◆ **The task**: In this material, which lines include the string "tree"? Show them.

◆ **Material provided**:
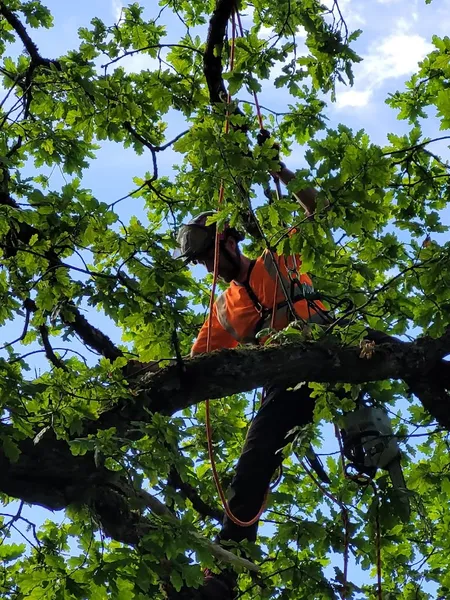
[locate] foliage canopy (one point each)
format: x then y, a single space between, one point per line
88 434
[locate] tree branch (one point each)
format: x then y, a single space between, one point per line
36 59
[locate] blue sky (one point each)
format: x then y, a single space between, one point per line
396 36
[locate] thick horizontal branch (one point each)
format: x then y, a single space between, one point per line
227 372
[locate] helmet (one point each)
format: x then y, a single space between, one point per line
196 238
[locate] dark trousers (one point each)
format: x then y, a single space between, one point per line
281 411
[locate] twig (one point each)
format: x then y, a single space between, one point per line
150 47
161 510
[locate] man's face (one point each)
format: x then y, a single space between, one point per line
229 264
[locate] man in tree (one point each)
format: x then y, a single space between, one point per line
257 287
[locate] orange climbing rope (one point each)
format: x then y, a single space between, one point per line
220 490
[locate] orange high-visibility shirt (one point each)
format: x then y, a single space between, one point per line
236 319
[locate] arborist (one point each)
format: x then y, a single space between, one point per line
238 315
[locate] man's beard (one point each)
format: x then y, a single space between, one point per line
229 269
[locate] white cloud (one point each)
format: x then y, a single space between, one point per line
394 56
117 8
353 98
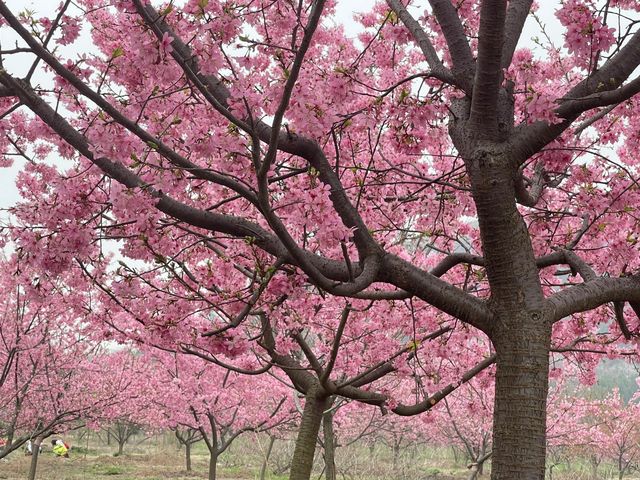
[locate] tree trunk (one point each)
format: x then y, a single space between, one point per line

◆ **Written solution**:
[locate] tree branch (one point each)
[locate] man in tree (one point each)
[locate] tree trunk (one point each)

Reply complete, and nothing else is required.